▶ What is being asked: A complete, exact copy of the records below is the required result.

Dataset excerpts
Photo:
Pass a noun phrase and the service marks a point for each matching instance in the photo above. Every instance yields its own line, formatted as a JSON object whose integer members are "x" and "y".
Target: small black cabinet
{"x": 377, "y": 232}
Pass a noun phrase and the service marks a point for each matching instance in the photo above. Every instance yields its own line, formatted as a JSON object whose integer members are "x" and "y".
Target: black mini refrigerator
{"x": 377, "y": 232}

▶ Worked solution:
Photo:
Pass a noun phrase and the service marks a point for each matching instance in the photo above. Every instance yields its own line, formatted as a JSON object whose integer members are "x" and "y".
Target: small black cabinet
{"x": 377, "y": 232}
Pass a noun phrase and the service marks a point for each matching instance in the photo above. Every instance yields its own line, formatted as a JSON object whose integer members are "x" and "y".
Target: black mini refrigerator
{"x": 377, "y": 232}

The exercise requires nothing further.